TO DO - Please reproduce every row below word for word, leaving out the pictures.
_ _ _ _
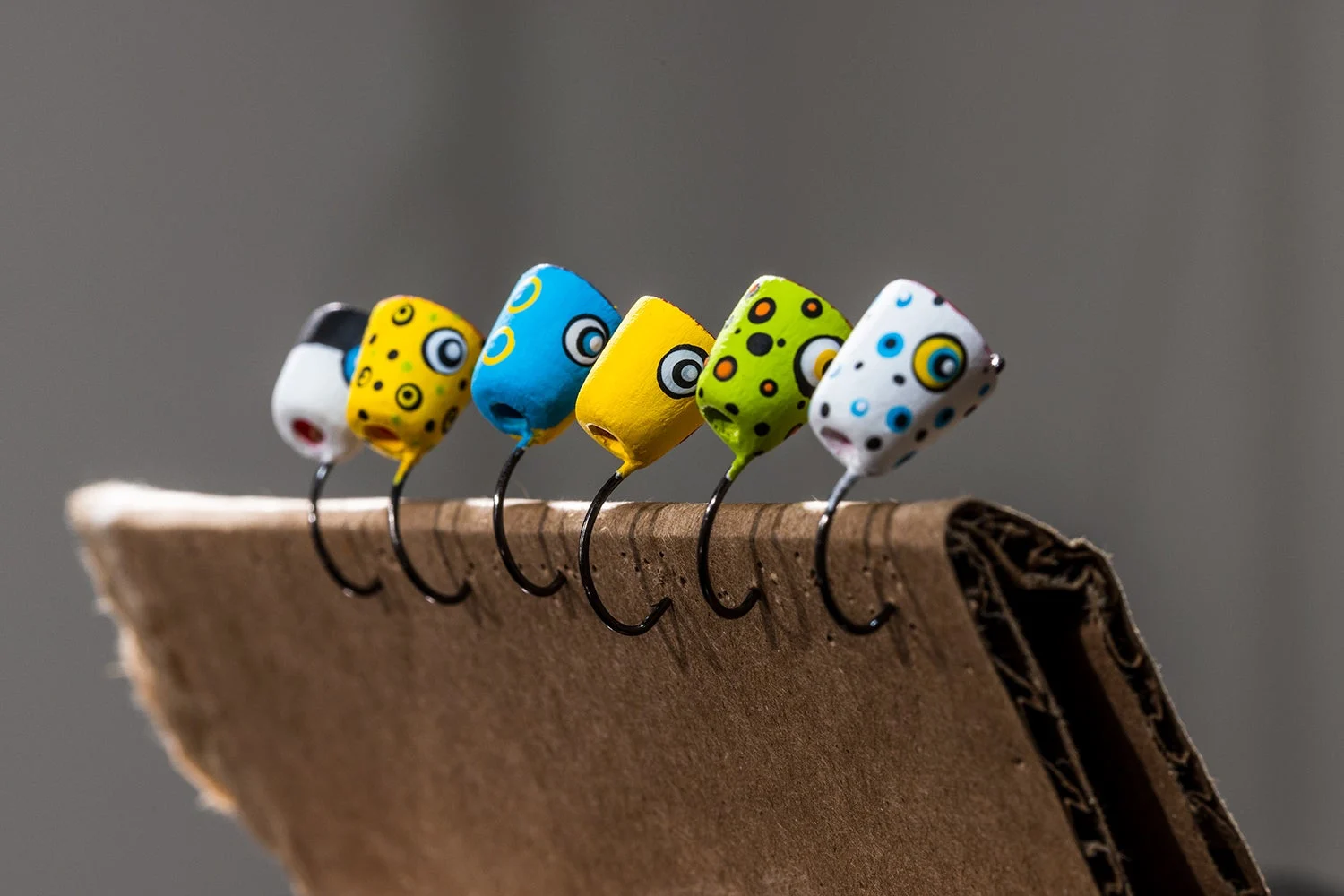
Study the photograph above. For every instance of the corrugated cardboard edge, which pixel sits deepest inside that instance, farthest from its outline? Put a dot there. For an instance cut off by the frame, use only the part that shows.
(97, 506)
(1037, 556)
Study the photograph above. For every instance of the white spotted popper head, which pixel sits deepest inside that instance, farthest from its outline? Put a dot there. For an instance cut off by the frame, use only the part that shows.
(308, 403)
(911, 370)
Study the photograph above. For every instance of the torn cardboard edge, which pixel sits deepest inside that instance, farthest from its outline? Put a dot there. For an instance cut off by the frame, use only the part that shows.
(1050, 614)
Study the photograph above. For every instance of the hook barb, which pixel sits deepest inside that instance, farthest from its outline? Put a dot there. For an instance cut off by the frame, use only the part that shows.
(702, 559)
(394, 528)
(824, 579)
(502, 536)
(314, 528)
(586, 571)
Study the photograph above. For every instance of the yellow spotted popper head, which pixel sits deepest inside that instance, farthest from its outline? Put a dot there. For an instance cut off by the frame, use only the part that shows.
(411, 378)
(766, 363)
(639, 400)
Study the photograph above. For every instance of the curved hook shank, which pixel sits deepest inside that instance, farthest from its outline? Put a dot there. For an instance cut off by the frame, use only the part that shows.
(702, 560)
(314, 528)
(502, 538)
(394, 528)
(823, 576)
(586, 571)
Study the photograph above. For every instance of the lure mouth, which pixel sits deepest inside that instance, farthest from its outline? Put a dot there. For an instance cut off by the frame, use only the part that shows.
(505, 411)
(306, 432)
(715, 416)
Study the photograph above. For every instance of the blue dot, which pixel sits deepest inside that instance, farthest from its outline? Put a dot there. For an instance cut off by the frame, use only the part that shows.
(900, 418)
(890, 344)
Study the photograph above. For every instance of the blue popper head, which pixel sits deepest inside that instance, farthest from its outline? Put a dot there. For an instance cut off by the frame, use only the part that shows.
(539, 352)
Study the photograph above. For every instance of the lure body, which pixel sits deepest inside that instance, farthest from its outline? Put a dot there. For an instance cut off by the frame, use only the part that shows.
(765, 366)
(637, 401)
(543, 346)
(308, 403)
(911, 368)
(413, 378)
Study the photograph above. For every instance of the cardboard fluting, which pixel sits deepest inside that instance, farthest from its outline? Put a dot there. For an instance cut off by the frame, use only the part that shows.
(1005, 734)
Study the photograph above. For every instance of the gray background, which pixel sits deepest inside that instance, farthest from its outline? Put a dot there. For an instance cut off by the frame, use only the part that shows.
(1139, 203)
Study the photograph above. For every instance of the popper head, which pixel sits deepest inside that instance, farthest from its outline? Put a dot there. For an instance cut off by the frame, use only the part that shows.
(765, 366)
(637, 401)
(308, 405)
(911, 368)
(413, 378)
(540, 349)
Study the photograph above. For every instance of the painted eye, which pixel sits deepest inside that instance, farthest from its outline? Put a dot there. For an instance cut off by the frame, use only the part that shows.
(680, 368)
(445, 351)
(812, 360)
(585, 338)
(409, 397)
(940, 362)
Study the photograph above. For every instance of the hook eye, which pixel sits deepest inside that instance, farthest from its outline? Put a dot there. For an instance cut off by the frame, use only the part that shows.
(702, 559)
(823, 576)
(349, 587)
(586, 570)
(502, 536)
(394, 528)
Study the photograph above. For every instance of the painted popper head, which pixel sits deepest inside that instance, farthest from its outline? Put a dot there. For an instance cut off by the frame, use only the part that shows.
(637, 401)
(540, 349)
(411, 378)
(911, 370)
(765, 366)
(308, 403)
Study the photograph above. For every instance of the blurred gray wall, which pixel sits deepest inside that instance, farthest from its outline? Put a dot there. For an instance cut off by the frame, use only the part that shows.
(1142, 204)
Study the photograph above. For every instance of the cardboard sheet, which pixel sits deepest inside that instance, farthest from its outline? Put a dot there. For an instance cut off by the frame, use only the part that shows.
(1005, 734)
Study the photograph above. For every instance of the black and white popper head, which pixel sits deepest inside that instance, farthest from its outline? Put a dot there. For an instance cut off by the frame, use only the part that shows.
(308, 405)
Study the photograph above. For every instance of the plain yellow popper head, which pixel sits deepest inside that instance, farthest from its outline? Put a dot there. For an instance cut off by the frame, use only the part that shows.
(639, 400)
(411, 378)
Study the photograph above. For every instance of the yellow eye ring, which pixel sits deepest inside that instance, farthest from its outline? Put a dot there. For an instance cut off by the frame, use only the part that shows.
(507, 332)
(938, 362)
(515, 306)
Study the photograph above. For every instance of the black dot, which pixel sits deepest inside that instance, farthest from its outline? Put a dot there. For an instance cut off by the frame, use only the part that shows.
(760, 343)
_ _ _ _
OUTPUT FOR THIS TASK -
Study the photograph above. For every instance of the corrugated cardboard edge, which pixel sits deepest inside that instance, farthest from its outline? Put a dot there. For an instance cut off by the frame, use only the part that shows.
(97, 506)
(1037, 556)
Study the photograph above. For every instance of the white spotted popper head, which pixel sits deepest inside that instance, farthest from its outline? Put a dot there. For an instance cut off by the frame, use only the part that shows.
(308, 403)
(911, 370)
Study the photograph above. For every instance of the torn cardboard edge, which pixel sits deepest inside that instance, farthest from its outline? Put a dot there. For an instance cut off by the frame, use only the part that shows.
(1050, 614)
Study the photograph above. For every instance of the hook barb, which pixel sits deepest inside that instance, farthest from its outline? Put a dot there. For an instance cut off by the frame, use only the part that shows.
(702, 559)
(394, 528)
(824, 579)
(502, 536)
(314, 528)
(586, 571)
Study the photograph above. For every instance of the yellow spotted popper head, which pixel sits deepest inside that instance, farthest from its outline? Put a dot there. For an instance cut off by the frame, use only the part that shows.
(411, 378)
(766, 363)
(639, 400)
Study the photograph above. For every instance of the curved hook shank, which pixel sits deepest inside that instance, farthest from its outline? Put a dot there. For an instance cut off by the frame, use only the part that shows.
(702, 560)
(314, 528)
(502, 538)
(394, 528)
(823, 576)
(586, 571)
Study the photograph above. For every instance of the lure mouth, which pixel sits deepest inside that instance, farthest from its outline? Put a dot there. For an instance cut off by the frame, use only the part that shows.
(505, 411)
(306, 432)
(715, 416)
Study the photograph above. For every instance of the blue dot, which pixel sits deepest inside that instance, farthest from its outline? Put a dot there. For an instance cut off by the frame, use only the part that shows.
(900, 418)
(890, 344)
Study the photograph above. For every instance of the blue popper head, which pixel sits deepest inside that instance, farthest from its outline? Put a dot there. For an instance cut off by the frame, use only the part that shows.
(539, 352)
Study the photograph above. For every instance of the lure body, which pixel sits deepest inside that instance, farthest from its outline? Put a dot there. For an instance cut off by the frame, use only the part that shows.
(765, 366)
(637, 401)
(543, 346)
(308, 403)
(911, 368)
(413, 378)
Study the photograph above. For every instance of the cardboard fluting, which pixel sits deepest inside that instance, farthest from its outline? Put a dot there. For an instance cut off by the frame, use only the part that shows.
(1005, 734)
Study the photograph above. For every instance of the gray background, which pixel sits deepest inside that instance, farthest from its outline? Put a dot there. For an instance cut off by the frame, use only the part that shows.
(1139, 203)
Study the photograph above. For every instance of the popper head, which pixel sits deepest inside that instance, farthest from its outline? Put a dot there. For an instance cut off by the frame, use only the part that shows.
(765, 366)
(637, 401)
(308, 405)
(911, 368)
(413, 378)
(540, 349)
Study the photograph above. For every instance of the painted eye, which pixel sits deepest inside that instance, farthest from its outline? Put a dot there. For an instance cut off by the frame, use only the part that shows.
(680, 368)
(445, 351)
(812, 360)
(585, 338)
(409, 397)
(940, 362)
Study the photograph above. For every instance of the hook eye, which pixel sits deepest inside that instance, farthest from its outline? Put a dot there. For an instance cut off by the frame, use only the part that shows.
(702, 559)
(823, 576)
(349, 587)
(586, 570)
(502, 536)
(394, 528)
Study the photograph above. For every instance of the painted popper head, which pixel sits deepest inside that instance, farthest from its outline? Put a dot there. For an instance cut off by the frame, use only the part that shows.
(637, 401)
(540, 349)
(411, 378)
(911, 370)
(765, 366)
(308, 403)
Study the photograph above. For every instance of the blurred gray wall, which pixel sits deepest inside that instance, farthest from its outline? Put a dot there. For an instance cut off by the frame, use only the part that shows.
(1142, 204)
Study the photograph above. For every instance of the cardboard sheet, which pixel sits deepest inside that instance, farthest from its outline? Put a dot there. For an instance cut off by the frame, use only the part that shows.
(1005, 734)
Study the photograph above. For every instance of the black and white popper head, which pixel sits deepest inside that instance, farthest from its outline? Put a dot there. For an instance cut off by the frame, use only the part that shows.
(308, 405)
Study the photograph above. For every instance of the plain yellow popper head, which pixel sits deepest inside that instance, farthest from its outline? Put a dot there. For an instance cut off by the frame, use only the part that shows.
(639, 400)
(411, 378)
Study the photograph above. For every instance of the yellow eye ring, which pixel sits deepest inside that instance, farthest from its outline? Put a dot there. For an instance cut off by the frame, use only the part that shows.
(507, 332)
(938, 362)
(515, 306)
Study the photograph above. For every instance of the black dot, which pixel sits deepest inside that instance, farthest from its outline? Put a dot there. For an instance cut off by the frame, use only the part that shows.
(760, 343)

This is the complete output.